Point annotation dataset records
## begin

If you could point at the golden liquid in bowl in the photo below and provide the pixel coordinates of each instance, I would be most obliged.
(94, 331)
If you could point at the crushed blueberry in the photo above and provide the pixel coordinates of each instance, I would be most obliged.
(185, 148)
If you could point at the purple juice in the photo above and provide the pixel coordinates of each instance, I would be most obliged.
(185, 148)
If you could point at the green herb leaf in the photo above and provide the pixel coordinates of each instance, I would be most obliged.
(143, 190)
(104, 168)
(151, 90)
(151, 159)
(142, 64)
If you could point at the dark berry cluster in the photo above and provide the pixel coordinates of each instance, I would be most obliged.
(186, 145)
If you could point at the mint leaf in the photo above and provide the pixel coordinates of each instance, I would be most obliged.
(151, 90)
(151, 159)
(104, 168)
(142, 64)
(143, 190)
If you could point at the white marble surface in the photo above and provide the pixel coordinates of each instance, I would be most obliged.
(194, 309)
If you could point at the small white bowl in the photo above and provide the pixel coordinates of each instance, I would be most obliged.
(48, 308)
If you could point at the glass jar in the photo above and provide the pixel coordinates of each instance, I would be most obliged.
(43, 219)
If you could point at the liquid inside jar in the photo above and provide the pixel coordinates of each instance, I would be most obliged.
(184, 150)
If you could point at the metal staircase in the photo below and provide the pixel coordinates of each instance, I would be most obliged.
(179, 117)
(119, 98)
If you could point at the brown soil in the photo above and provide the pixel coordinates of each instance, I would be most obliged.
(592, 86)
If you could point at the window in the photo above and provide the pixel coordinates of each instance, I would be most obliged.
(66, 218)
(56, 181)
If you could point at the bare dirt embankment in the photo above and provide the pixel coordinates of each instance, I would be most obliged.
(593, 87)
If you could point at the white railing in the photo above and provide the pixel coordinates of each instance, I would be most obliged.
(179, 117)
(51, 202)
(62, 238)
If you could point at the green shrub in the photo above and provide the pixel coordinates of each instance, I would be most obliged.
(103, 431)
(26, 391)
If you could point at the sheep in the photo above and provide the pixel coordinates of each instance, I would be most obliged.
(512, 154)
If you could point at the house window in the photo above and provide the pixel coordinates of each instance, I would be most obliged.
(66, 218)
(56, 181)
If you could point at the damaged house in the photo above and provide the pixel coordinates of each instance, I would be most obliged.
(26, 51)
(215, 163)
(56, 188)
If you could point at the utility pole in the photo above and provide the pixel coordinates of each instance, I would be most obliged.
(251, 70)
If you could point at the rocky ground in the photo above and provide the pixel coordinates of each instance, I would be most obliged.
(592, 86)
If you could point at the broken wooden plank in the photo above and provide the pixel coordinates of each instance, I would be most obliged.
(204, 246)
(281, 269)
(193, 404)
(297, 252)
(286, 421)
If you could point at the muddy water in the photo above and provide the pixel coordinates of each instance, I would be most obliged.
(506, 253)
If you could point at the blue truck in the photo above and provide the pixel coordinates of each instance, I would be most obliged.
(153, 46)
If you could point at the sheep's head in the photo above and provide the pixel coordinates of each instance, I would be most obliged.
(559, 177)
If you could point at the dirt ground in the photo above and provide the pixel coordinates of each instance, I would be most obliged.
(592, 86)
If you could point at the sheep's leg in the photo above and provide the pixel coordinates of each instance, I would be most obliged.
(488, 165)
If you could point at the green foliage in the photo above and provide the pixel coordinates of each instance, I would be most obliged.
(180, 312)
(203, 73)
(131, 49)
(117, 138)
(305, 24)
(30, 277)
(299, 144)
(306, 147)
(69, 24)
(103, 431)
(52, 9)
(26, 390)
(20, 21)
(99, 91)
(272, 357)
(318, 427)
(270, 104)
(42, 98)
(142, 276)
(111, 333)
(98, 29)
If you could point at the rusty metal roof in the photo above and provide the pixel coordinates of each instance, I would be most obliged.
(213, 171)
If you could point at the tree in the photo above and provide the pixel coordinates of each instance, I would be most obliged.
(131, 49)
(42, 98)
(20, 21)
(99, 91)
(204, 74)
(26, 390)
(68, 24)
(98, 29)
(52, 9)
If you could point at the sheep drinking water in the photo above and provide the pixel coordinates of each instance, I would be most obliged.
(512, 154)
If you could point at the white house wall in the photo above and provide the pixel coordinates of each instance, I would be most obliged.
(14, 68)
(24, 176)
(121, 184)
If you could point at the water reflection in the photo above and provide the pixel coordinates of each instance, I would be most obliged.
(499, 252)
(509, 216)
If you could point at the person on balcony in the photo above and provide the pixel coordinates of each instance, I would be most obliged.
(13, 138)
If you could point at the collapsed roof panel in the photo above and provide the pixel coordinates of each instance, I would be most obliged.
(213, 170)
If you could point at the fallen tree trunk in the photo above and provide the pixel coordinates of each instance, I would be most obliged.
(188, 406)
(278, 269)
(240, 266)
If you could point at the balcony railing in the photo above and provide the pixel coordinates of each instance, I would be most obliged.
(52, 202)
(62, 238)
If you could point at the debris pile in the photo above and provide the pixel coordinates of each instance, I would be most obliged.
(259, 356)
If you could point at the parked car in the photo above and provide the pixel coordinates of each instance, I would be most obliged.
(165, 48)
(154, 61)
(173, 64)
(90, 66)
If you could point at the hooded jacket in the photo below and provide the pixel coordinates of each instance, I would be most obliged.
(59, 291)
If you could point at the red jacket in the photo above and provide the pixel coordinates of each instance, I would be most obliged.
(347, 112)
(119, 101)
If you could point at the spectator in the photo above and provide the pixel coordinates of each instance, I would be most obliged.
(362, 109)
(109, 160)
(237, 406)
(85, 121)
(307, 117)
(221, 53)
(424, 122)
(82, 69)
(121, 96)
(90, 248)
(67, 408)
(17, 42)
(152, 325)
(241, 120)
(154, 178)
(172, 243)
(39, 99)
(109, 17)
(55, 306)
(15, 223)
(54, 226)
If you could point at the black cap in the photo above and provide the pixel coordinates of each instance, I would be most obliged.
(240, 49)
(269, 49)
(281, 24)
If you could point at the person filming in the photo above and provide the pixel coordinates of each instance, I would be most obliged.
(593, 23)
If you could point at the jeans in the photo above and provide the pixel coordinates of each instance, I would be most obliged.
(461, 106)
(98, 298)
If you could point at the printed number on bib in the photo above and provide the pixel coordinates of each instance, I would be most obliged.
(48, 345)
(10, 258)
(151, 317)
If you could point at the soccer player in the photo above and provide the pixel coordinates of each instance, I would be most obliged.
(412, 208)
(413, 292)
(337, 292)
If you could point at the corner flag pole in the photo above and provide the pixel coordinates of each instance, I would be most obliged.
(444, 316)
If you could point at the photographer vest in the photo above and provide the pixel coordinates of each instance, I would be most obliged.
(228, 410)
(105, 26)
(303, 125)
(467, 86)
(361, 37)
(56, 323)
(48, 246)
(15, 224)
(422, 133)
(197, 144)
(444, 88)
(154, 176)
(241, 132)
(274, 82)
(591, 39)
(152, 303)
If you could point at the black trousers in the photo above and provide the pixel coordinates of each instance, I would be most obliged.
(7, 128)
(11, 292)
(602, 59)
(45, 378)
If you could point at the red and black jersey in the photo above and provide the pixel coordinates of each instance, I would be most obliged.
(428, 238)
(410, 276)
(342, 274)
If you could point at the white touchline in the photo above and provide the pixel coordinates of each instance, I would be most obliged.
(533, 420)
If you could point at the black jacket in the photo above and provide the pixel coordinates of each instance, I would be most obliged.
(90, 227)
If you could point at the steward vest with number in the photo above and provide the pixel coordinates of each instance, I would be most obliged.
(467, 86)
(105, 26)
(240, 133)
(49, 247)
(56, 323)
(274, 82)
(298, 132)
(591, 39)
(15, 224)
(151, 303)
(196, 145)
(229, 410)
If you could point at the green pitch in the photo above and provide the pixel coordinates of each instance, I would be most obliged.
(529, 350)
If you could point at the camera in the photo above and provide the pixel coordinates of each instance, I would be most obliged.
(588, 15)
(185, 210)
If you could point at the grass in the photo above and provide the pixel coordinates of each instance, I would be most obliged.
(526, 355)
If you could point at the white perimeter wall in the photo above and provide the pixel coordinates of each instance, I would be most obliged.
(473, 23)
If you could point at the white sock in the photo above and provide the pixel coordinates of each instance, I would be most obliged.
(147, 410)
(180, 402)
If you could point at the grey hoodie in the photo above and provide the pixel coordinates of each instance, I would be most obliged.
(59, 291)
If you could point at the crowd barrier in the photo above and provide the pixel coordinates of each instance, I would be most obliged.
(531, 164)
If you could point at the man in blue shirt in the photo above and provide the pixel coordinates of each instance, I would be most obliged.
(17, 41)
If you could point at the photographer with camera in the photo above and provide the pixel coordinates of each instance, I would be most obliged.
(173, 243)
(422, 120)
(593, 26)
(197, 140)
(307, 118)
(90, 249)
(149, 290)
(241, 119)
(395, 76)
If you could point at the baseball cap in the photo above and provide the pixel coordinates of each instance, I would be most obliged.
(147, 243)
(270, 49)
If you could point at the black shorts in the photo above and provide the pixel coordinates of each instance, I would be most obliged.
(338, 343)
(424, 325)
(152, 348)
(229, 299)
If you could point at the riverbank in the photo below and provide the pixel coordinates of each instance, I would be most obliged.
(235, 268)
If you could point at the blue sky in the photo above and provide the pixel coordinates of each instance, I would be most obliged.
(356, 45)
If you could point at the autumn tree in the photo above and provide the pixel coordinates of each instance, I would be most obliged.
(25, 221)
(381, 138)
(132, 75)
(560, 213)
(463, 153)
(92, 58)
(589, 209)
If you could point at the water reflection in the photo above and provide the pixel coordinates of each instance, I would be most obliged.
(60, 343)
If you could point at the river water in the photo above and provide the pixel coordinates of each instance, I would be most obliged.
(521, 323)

## end

◆ Description of the task ◆
From the line containing "If you could point at the riverbank" down to the final line of the data, write out every line exactly; both the first and last of these belong in your answer, and nothing else does.

◆ Completed exercise ◆
If you could point at the riverbank in the photo below and provide the pixel coordinates of each instance, I would be most obliged.
(235, 268)
If you could point at the blue sky in the photo above and provide the pixel coordinates of each instance, I would be most obliged.
(356, 45)
If you could point at the autumn tree in the photo above and provide the pixel coordinates of each instance, I would be most obliged.
(25, 221)
(381, 138)
(132, 75)
(560, 213)
(463, 153)
(92, 58)
(589, 209)
If you could point at the water reflection in the photo above and provide the pixel coordinates of each instance, I would be most obliged.
(60, 343)
If you could point at the river water in the photo above and provide the pixel coordinates of each instance, I would be most obliged.
(521, 323)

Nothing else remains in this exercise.